Job: Your task is to extract the lines from the one holding "navy blue suit" through the end of the material. Set them down exactly and add nothing.

The input:
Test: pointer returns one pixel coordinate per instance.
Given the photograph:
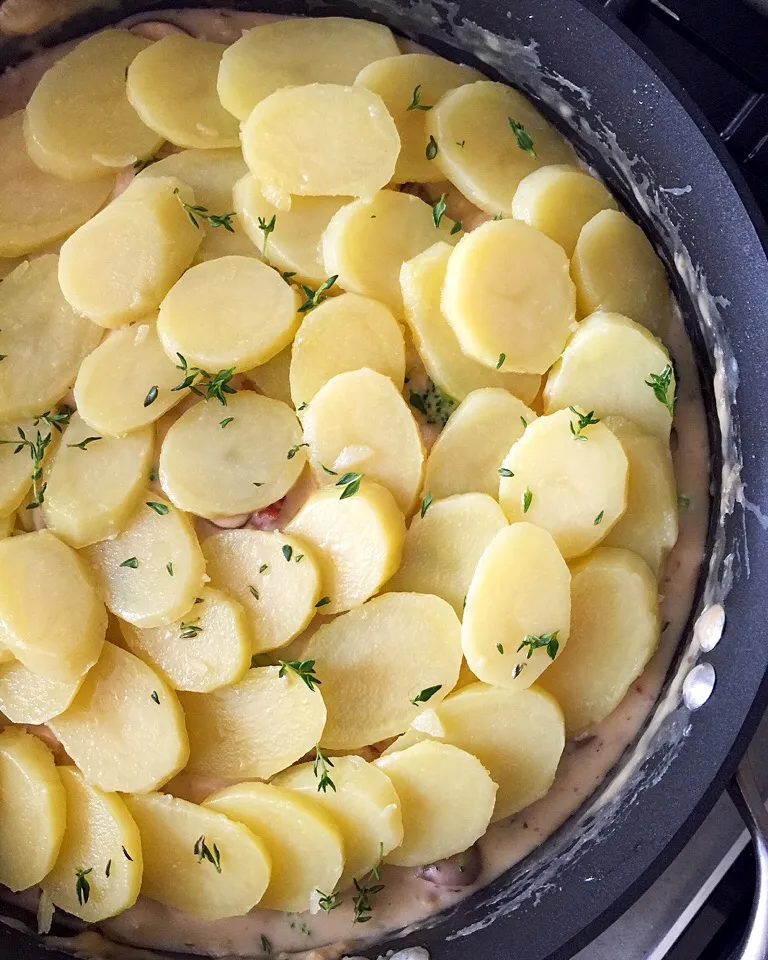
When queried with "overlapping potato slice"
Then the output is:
(118, 267)
(275, 578)
(304, 845)
(253, 728)
(42, 339)
(151, 572)
(614, 632)
(99, 868)
(321, 140)
(614, 366)
(518, 608)
(32, 810)
(274, 55)
(358, 422)
(509, 298)
(198, 860)
(78, 122)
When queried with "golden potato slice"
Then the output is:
(509, 298)
(358, 541)
(171, 84)
(32, 810)
(274, 55)
(575, 490)
(321, 140)
(367, 242)
(78, 122)
(345, 333)
(421, 283)
(304, 845)
(37, 208)
(447, 799)
(364, 807)
(518, 608)
(359, 422)
(255, 312)
(468, 454)
(614, 632)
(198, 860)
(125, 727)
(616, 269)
(52, 616)
(488, 138)
(98, 870)
(151, 572)
(375, 661)
(253, 728)
(219, 461)
(42, 338)
(614, 366)
(118, 267)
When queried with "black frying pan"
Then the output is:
(584, 876)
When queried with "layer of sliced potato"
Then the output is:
(509, 298)
(609, 366)
(99, 868)
(254, 728)
(78, 122)
(198, 860)
(32, 810)
(614, 632)
(358, 422)
(276, 578)
(304, 845)
(518, 608)
(446, 797)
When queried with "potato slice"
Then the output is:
(125, 727)
(649, 526)
(304, 845)
(479, 150)
(359, 422)
(518, 608)
(94, 878)
(443, 546)
(614, 632)
(52, 616)
(447, 799)
(216, 468)
(367, 242)
(207, 648)
(255, 728)
(73, 133)
(42, 338)
(198, 860)
(509, 298)
(374, 661)
(616, 269)
(255, 312)
(468, 454)
(151, 572)
(609, 366)
(345, 333)
(32, 810)
(358, 541)
(274, 55)
(172, 86)
(364, 807)
(37, 208)
(421, 283)
(118, 267)
(575, 490)
(321, 140)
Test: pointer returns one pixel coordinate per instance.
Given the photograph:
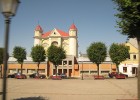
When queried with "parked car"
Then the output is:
(63, 75)
(54, 77)
(121, 76)
(20, 76)
(12, 75)
(37, 75)
(117, 75)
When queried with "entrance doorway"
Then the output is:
(134, 71)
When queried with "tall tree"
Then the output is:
(97, 53)
(56, 55)
(129, 23)
(118, 53)
(1, 60)
(20, 54)
(38, 54)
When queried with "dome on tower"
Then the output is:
(73, 27)
(38, 28)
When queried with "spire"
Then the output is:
(38, 28)
(73, 27)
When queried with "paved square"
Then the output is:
(71, 89)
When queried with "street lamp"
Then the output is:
(80, 55)
(8, 9)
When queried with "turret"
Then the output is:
(73, 43)
(73, 30)
(37, 35)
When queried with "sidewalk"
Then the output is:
(72, 89)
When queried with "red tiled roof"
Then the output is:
(46, 34)
(38, 28)
(62, 33)
(73, 27)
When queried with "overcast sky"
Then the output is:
(94, 20)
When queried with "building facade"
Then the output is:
(67, 40)
(130, 65)
(73, 65)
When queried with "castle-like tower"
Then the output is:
(59, 38)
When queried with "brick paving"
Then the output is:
(71, 89)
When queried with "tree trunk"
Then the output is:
(138, 40)
(21, 67)
(98, 69)
(38, 66)
(1, 71)
(56, 70)
(117, 68)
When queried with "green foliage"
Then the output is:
(128, 17)
(1, 56)
(97, 52)
(38, 53)
(19, 53)
(55, 54)
(118, 53)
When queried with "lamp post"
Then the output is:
(8, 9)
(82, 64)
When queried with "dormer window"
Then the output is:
(55, 43)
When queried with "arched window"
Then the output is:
(55, 43)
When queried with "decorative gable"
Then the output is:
(55, 32)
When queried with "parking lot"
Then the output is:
(71, 89)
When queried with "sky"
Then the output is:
(94, 20)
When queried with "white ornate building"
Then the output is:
(67, 40)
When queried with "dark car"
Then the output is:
(12, 75)
(117, 75)
(63, 75)
(121, 76)
(20, 76)
(37, 75)
(54, 77)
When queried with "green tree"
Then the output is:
(118, 53)
(1, 60)
(97, 53)
(129, 23)
(56, 55)
(38, 54)
(128, 17)
(20, 54)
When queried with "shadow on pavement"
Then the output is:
(32, 98)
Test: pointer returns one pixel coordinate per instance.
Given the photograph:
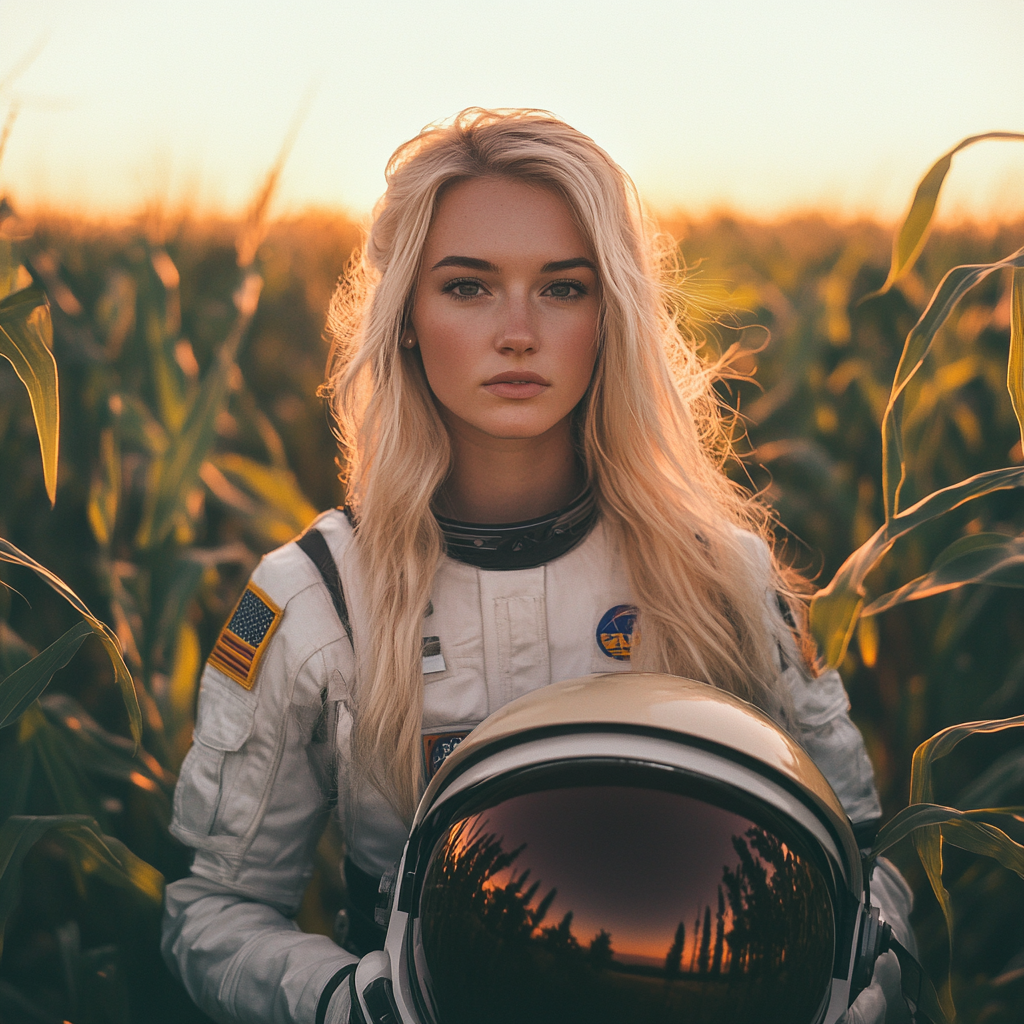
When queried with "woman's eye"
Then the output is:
(565, 290)
(464, 289)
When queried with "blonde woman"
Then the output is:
(534, 461)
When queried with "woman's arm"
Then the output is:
(252, 801)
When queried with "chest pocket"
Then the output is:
(521, 635)
(224, 724)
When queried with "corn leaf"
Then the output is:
(26, 339)
(280, 510)
(9, 553)
(102, 754)
(24, 685)
(94, 853)
(960, 828)
(104, 489)
(942, 743)
(177, 472)
(913, 231)
(1015, 367)
(835, 608)
(928, 840)
(159, 320)
(951, 289)
(988, 558)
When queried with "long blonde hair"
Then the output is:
(649, 435)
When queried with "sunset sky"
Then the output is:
(765, 108)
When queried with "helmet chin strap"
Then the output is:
(877, 938)
(918, 986)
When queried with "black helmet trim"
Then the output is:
(842, 840)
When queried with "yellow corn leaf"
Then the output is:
(951, 289)
(836, 608)
(176, 473)
(9, 553)
(988, 558)
(928, 841)
(104, 489)
(26, 339)
(913, 231)
(90, 850)
(1015, 368)
(280, 510)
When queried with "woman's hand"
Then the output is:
(882, 1001)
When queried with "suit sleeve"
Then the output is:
(251, 801)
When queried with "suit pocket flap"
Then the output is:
(223, 722)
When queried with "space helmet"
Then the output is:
(624, 848)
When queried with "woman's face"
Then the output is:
(506, 309)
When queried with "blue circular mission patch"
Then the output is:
(614, 632)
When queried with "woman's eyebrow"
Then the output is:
(568, 264)
(470, 262)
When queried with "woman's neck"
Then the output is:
(498, 479)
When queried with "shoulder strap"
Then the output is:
(314, 547)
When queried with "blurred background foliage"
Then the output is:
(192, 442)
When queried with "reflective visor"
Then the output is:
(674, 901)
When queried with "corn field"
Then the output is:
(187, 441)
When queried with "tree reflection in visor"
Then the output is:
(598, 903)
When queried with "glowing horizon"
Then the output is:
(761, 111)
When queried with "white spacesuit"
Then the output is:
(271, 749)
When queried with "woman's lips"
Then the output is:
(516, 384)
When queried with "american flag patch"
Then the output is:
(240, 645)
(436, 748)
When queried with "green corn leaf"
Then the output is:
(988, 558)
(913, 231)
(1015, 367)
(960, 828)
(177, 472)
(941, 743)
(160, 318)
(26, 340)
(928, 841)
(951, 289)
(94, 853)
(24, 685)
(280, 510)
(9, 553)
(104, 489)
(836, 608)
(104, 755)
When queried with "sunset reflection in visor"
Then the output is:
(615, 903)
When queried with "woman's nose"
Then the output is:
(518, 333)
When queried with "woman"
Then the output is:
(534, 457)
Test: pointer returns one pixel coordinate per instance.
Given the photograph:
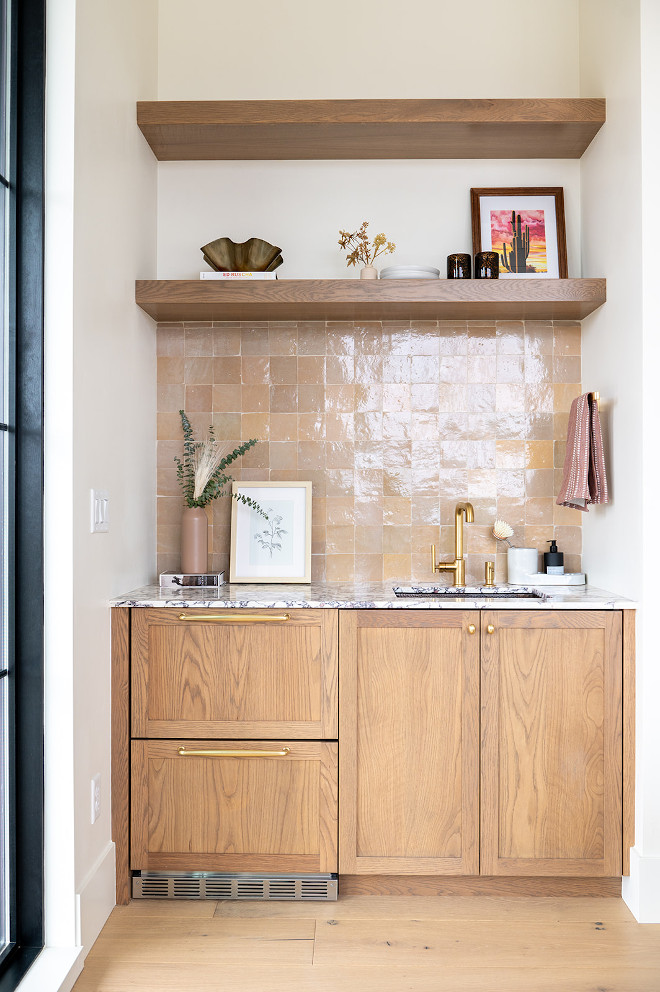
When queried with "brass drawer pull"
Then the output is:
(233, 754)
(230, 618)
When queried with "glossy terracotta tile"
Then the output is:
(170, 341)
(226, 398)
(283, 370)
(392, 422)
(226, 339)
(539, 454)
(198, 341)
(283, 339)
(311, 368)
(198, 398)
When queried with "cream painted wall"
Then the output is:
(298, 49)
(100, 428)
(621, 357)
(114, 364)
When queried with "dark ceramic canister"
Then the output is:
(459, 266)
(486, 265)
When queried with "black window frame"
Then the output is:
(25, 525)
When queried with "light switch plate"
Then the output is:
(100, 517)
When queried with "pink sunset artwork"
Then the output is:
(502, 233)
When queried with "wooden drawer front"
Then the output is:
(234, 673)
(551, 731)
(214, 813)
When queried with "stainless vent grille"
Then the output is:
(218, 885)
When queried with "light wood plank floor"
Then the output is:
(376, 944)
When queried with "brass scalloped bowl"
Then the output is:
(254, 255)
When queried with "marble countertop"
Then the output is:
(370, 596)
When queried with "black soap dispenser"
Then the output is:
(553, 560)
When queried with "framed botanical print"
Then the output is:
(525, 226)
(275, 548)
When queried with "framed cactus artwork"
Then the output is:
(525, 226)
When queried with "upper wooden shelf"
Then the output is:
(364, 299)
(369, 129)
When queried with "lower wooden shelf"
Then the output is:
(355, 299)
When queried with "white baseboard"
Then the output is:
(95, 899)
(641, 889)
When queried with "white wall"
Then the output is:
(423, 206)
(297, 49)
(100, 423)
(621, 356)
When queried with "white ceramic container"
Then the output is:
(522, 562)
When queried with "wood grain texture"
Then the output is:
(369, 129)
(377, 944)
(493, 943)
(516, 908)
(120, 731)
(483, 885)
(235, 680)
(466, 976)
(551, 744)
(364, 299)
(409, 743)
(234, 814)
(629, 716)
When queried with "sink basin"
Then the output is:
(467, 592)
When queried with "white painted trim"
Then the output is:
(95, 898)
(55, 970)
(641, 889)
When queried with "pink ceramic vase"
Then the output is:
(194, 541)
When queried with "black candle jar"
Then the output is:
(459, 266)
(487, 265)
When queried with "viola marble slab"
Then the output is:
(368, 596)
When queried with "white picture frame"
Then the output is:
(278, 549)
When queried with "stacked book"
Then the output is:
(237, 276)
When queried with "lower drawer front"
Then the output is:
(266, 806)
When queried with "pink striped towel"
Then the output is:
(584, 466)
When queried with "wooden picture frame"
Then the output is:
(278, 549)
(538, 245)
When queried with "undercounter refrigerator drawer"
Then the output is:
(234, 806)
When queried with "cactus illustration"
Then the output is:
(516, 259)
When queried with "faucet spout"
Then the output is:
(457, 566)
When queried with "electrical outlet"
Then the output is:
(100, 513)
(96, 797)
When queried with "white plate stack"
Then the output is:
(410, 272)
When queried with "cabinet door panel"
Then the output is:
(409, 751)
(234, 673)
(215, 813)
(551, 730)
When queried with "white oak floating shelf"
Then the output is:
(180, 130)
(356, 299)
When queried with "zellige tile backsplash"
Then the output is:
(393, 422)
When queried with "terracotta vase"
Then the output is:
(194, 541)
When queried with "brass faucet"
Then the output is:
(458, 565)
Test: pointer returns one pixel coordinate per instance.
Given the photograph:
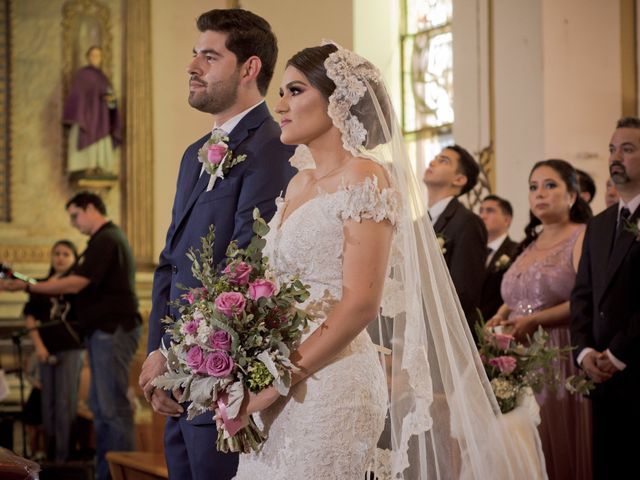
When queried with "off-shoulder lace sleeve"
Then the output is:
(365, 201)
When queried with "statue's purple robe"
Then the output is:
(87, 107)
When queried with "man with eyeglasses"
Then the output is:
(103, 280)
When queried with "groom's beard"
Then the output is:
(618, 173)
(217, 97)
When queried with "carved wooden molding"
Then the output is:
(137, 211)
(5, 112)
(25, 253)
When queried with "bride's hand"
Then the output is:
(494, 321)
(256, 402)
(521, 327)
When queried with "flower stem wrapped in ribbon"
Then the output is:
(235, 333)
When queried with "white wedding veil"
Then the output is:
(444, 421)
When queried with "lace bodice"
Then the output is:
(309, 241)
(329, 425)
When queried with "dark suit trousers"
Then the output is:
(616, 429)
(202, 461)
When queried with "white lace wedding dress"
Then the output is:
(329, 424)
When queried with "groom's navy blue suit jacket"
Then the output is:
(256, 182)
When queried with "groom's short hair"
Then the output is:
(247, 35)
(628, 122)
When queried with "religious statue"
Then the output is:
(91, 112)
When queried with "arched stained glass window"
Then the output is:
(427, 77)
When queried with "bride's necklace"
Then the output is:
(333, 170)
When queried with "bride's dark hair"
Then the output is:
(310, 62)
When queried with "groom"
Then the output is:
(232, 66)
(605, 312)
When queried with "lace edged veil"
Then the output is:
(444, 421)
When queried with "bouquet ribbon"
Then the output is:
(231, 425)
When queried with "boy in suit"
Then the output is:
(496, 213)
(461, 233)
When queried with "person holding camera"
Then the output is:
(50, 321)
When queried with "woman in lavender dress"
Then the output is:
(536, 291)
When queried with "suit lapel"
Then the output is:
(621, 247)
(446, 215)
(251, 121)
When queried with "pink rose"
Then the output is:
(220, 340)
(191, 327)
(195, 358)
(217, 364)
(502, 340)
(229, 303)
(216, 153)
(505, 364)
(238, 274)
(261, 288)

Output of the task:
When queried with "groom's navy blue suit jacket"
Then the output is:
(256, 182)
When queried with "groom's short hair"
Then the output is:
(247, 35)
(628, 122)
When queried with "religious statue"
Then the output is:
(91, 112)
When queried with "arched stained glass window"
Then the output is:
(427, 77)
When queried with "bride's necklace"
Then the output is:
(333, 170)
When queried with "bride's dark hair"
Then the output is:
(310, 62)
When queried with "groom"
Then the output is:
(232, 66)
(605, 312)
When queried with "lace edged veil"
Then the output is:
(444, 421)
When queried with "bouquet ribbon"
Then the output is:
(231, 425)
When queried with "boy in suit"
Then the output is:
(496, 213)
(461, 233)
When queried with "person holding camera"
Then the output is:
(50, 321)
When queried with "woman in lavender dress"
Then the output is:
(536, 291)
When queried with "suit lapel"
Then the output is:
(621, 247)
(446, 215)
(251, 121)
When queried with "pink rose"
Then the output is:
(220, 340)
(191, 327)
(195, 358)
(217, 364)
(502, 340)
(229, 303)
(216, 153)
(505, 364)
(238, 274)
(261, 288)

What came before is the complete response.